**Work to be completed**
Copy the lines from the one with "Identify the alamy watermark." to the one with "[0,141,450,299]", both included, and shift every bounding-box coordinate in the answers by adding 121. Omit the pictures.
·····
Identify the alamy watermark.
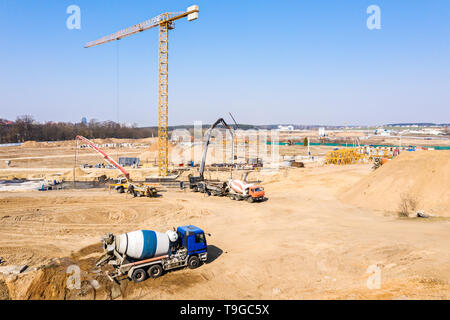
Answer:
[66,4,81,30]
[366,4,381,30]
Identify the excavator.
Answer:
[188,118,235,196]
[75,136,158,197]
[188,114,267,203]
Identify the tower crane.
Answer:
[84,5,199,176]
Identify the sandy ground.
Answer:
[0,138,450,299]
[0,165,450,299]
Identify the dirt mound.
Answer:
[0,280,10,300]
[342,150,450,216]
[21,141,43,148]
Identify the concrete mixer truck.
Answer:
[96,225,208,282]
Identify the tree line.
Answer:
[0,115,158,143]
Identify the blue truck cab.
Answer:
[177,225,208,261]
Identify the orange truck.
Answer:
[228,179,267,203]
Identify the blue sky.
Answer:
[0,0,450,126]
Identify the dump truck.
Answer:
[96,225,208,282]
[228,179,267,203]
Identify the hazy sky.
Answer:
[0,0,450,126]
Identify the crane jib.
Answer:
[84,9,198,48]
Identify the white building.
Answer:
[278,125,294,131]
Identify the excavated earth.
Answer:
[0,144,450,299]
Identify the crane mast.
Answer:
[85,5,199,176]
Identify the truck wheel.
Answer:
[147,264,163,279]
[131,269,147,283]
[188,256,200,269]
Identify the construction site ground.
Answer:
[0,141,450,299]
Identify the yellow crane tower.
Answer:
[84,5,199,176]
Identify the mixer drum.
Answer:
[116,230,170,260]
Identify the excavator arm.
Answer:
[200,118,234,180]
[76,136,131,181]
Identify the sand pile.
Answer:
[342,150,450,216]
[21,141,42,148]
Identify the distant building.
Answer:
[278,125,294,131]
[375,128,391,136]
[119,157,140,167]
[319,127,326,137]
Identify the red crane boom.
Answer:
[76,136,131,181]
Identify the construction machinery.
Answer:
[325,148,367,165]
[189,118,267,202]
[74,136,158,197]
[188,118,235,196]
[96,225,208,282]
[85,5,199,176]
·····
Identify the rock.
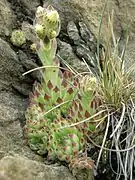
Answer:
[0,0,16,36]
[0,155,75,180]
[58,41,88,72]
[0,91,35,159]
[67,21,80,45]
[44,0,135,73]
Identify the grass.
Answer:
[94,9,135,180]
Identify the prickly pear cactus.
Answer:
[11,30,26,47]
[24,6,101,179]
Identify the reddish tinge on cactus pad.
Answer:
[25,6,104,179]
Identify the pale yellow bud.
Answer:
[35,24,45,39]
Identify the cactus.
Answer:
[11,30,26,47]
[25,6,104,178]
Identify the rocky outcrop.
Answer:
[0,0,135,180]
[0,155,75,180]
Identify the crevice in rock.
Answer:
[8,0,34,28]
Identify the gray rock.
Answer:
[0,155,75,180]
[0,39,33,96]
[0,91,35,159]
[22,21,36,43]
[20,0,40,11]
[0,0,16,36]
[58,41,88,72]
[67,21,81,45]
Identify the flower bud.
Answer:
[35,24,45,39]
·····
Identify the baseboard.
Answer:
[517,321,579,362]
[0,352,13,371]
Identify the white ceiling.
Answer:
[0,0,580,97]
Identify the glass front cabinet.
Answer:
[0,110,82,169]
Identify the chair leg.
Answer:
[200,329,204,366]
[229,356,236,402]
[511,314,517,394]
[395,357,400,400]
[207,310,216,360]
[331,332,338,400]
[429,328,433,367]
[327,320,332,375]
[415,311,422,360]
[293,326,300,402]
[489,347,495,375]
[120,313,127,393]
·····
**Expected output**
Identify the alamy watermark.
Answer:
[187,125,202,151]
[487,125,502,151]
Identify the excavator.
Answer:
[309,239,356,317]
[196,257,279,318]
[309,235,388,324]
Identify the tower crane.
Answer:
[205,126,320,297]
Identify the sandy ground.
Answer:
[121,259,571,420]
[121,286,571,420]
Identify the dirt mound.
Answer:
[121,401,131,421]
[463,271,571,337]
[142,262,164,269]
Identify the concrete mixer truck.
Answer:
[217,346,329,403]
Identify the tree line.
Answer:
[121,236,279,264]
Identify the blue truck cab.
Answer:
[298,346,329,382]
Identify the orange truck.
Answer:
[349,300,388,324]
Identify the blue sky.
Answer:
[121,121,571,247]
Identify the dump truck.
Answer:
[217,346,329,403]
[349,300,388,324]
Identify the hazy sky.
Answer:
[121,121,571,247]
Identify the crane jib.
Answer:
[205,130,319,169]
Identify the white building.
Answer:
[399,246,415,252]
Identify the excavated earth.
Answer:
[121,265,571,420]
Identify the crane mast.
Answer:
[206,126,320,297]
Identify the truck wheel.
Answer:
[268,385,284,400]
[252,390,268,404]
[309,377,321,390]
Identify the construction site ground.
Answer:
[121,262,571,420]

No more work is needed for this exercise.